--- WHAT THIS TASK INVOLVES ---
Take the line that contains "Where can the white upholstered" as the first line and the final line of the records as the last; return exactly those lines and the lines between.
** BEGIN MATERIAL FOR THE TASK **
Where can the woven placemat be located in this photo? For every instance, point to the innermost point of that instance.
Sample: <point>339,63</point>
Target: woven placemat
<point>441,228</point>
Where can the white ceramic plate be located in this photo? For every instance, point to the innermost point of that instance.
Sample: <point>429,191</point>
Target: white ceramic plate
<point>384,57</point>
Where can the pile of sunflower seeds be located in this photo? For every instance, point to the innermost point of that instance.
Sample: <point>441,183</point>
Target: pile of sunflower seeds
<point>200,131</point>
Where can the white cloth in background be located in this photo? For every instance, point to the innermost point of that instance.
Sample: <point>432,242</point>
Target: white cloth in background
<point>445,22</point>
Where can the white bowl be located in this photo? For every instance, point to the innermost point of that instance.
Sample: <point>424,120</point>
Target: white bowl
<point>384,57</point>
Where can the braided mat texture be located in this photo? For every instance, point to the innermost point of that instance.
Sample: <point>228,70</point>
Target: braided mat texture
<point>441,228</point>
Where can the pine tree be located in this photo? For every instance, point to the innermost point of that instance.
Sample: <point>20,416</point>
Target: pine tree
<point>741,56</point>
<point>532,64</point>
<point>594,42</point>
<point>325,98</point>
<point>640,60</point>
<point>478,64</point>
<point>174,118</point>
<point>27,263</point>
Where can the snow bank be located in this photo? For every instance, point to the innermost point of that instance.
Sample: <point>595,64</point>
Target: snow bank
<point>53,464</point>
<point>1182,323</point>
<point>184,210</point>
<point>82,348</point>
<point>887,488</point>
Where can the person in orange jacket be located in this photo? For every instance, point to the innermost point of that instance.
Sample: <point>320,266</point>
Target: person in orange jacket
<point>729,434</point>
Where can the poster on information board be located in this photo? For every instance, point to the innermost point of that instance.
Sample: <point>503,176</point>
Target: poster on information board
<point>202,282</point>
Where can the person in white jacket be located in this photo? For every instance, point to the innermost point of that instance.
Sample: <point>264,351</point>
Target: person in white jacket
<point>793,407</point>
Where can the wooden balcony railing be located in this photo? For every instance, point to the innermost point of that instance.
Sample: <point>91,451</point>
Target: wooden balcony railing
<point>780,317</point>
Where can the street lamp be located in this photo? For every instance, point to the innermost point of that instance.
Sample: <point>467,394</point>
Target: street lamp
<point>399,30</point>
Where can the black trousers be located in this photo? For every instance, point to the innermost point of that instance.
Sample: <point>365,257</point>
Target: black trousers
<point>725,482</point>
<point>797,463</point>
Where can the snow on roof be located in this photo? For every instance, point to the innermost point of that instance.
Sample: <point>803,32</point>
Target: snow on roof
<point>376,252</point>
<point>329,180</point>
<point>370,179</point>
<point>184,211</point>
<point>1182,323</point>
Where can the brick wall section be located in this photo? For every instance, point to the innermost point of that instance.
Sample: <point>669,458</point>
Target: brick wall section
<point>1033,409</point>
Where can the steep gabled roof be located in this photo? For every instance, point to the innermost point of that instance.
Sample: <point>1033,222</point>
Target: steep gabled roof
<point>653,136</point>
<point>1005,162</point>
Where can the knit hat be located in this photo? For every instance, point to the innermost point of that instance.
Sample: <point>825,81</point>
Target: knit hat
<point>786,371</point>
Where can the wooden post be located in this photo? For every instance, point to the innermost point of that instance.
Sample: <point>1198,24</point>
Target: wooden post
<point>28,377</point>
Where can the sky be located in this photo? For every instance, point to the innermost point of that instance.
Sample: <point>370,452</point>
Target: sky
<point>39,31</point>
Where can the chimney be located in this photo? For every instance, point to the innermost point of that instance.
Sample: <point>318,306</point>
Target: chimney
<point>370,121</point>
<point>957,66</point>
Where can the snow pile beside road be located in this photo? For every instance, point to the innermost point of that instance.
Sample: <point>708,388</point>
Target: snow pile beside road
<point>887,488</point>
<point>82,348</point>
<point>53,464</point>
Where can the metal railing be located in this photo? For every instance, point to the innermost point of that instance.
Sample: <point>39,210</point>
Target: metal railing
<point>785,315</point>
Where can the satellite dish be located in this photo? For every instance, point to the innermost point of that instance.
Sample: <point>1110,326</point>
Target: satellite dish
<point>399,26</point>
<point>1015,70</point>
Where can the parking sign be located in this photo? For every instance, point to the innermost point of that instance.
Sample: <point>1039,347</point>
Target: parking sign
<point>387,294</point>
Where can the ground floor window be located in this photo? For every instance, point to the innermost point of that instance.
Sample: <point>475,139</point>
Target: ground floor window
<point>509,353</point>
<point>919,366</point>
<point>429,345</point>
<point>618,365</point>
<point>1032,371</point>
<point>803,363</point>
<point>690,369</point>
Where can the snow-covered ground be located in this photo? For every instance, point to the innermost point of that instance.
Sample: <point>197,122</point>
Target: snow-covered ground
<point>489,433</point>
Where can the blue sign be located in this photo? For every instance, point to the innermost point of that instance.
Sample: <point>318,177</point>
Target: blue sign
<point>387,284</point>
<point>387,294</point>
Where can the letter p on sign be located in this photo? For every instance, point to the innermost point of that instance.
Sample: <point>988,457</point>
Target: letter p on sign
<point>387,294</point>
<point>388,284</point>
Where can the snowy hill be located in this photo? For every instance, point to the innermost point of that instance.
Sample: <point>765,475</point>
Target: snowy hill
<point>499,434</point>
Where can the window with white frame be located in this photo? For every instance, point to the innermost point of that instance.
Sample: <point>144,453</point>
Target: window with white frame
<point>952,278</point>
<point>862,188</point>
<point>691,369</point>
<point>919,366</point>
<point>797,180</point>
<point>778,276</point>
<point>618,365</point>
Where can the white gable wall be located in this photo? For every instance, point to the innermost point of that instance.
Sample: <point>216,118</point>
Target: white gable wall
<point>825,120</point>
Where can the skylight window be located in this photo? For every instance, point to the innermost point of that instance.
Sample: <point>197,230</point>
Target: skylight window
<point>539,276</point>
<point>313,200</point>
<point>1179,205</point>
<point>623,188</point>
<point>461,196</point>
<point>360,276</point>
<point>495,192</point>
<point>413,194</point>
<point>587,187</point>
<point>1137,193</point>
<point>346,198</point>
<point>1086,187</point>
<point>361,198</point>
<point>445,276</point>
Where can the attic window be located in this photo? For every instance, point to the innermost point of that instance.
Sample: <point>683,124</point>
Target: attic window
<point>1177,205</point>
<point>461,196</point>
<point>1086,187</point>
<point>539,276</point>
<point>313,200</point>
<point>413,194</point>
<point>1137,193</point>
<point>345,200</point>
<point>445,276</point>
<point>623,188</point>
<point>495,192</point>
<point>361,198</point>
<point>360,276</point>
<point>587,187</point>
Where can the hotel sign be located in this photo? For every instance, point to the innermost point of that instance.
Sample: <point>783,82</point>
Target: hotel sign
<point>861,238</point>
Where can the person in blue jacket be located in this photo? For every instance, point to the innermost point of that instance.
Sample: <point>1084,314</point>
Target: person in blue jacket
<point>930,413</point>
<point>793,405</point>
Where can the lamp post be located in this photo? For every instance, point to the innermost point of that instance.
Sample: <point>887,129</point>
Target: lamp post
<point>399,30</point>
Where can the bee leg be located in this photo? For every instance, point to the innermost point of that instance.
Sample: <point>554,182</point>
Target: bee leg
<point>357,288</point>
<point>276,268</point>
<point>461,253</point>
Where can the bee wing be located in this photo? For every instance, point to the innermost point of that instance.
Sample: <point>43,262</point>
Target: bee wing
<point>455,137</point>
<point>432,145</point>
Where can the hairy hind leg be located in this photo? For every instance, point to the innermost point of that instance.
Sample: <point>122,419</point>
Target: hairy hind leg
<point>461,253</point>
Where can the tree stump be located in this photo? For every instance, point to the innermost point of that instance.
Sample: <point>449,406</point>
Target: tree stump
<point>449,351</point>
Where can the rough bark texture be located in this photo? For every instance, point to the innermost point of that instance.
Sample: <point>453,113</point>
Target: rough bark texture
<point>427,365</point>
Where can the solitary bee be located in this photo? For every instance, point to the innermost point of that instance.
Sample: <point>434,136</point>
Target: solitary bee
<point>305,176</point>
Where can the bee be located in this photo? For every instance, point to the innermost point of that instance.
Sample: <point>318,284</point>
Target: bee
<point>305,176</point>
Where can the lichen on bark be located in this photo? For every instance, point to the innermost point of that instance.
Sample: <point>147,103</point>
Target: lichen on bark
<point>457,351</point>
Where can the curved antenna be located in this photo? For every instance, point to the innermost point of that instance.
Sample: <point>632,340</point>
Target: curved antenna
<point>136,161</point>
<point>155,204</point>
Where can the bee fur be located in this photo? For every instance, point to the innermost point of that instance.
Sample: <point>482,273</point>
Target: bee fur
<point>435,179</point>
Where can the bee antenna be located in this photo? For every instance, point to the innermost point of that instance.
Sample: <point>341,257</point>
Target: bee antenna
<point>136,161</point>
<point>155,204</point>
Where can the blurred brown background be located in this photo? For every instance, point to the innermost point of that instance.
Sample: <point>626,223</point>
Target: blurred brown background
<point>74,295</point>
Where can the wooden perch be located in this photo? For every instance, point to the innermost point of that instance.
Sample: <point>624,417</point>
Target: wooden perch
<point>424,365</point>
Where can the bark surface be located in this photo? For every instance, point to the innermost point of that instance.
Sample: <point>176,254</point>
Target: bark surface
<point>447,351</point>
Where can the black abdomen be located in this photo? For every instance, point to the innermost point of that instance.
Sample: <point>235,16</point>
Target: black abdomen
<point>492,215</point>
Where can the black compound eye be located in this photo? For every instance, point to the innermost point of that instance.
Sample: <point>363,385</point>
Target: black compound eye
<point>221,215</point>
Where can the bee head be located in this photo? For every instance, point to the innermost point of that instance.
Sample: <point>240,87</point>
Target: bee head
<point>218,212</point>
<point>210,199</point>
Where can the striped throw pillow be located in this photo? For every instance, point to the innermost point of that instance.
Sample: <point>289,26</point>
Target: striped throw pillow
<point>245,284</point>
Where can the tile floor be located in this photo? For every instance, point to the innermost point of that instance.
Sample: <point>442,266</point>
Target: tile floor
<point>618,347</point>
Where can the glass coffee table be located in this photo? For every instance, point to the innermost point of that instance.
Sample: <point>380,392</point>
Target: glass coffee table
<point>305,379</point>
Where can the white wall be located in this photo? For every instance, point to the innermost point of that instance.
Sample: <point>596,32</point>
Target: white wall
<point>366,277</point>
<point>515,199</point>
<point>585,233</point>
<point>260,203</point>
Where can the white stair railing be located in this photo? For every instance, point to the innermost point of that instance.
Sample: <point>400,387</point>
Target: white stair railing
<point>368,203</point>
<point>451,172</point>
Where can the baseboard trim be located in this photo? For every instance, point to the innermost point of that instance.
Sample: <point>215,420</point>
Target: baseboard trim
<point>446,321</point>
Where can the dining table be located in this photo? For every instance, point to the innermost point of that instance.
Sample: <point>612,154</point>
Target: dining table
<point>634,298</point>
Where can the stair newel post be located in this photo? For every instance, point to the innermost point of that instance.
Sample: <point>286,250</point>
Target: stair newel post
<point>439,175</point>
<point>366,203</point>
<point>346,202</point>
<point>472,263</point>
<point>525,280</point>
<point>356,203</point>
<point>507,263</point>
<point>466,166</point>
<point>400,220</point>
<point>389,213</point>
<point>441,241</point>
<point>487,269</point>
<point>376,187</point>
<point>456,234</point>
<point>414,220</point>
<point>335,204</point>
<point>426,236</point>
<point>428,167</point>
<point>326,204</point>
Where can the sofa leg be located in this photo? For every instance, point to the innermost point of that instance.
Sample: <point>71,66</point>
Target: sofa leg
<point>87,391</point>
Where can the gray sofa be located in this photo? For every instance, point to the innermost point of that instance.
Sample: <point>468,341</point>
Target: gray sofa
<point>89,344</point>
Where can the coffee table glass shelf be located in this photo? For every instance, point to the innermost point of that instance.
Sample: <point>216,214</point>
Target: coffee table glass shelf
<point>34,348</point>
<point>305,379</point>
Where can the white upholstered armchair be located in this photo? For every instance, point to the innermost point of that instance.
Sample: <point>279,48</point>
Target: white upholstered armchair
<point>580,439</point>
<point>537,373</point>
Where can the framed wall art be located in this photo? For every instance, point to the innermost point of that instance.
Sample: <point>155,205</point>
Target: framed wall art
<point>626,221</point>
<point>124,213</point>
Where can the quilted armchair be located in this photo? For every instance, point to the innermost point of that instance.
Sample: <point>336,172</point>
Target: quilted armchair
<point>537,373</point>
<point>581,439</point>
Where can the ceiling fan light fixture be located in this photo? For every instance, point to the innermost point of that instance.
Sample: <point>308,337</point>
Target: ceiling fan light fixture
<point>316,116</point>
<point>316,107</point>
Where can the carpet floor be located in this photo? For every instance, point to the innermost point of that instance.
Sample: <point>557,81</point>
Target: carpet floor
** END MATERIAL FOR THE TASK **
--- RESULT OF THIS EXERCISE ---
Where can the white upholstered armchair be located in this photo? For every instance, point to the innermost point of that instance.
Sample: <point>279,48</point>
Target: white upholstered armchair
<point>580,439</point>
<point>537,373</point>
Where can the framed wall art be located in this photo? For every instance, point to the innermost point of that instance.
Sample: <point>155,205</point>
Target: framed wall art
<point>626,221</point>
<point>124,213</point>
Where can the quilted armchair be located in this photo? For every instance, point to the innermost point of that instance.
Sample: <point>336,172</point>
Target: quilted armchair
<point>537,373</point>
<point>581,439</point>
Where can the ceiling fan light fixture be located in this photo? For every instance, point to the innermost point of that instance.
Sample: <point>308,337</point>
Target: ceiling fan light fixture
<point>316,116</point>
<point>316,107</point>
Where can the carpet floor be located in this photo? For every instance, point to the innermost point of that instance.
Sample: <point>557,81</point>
Target: carpet floor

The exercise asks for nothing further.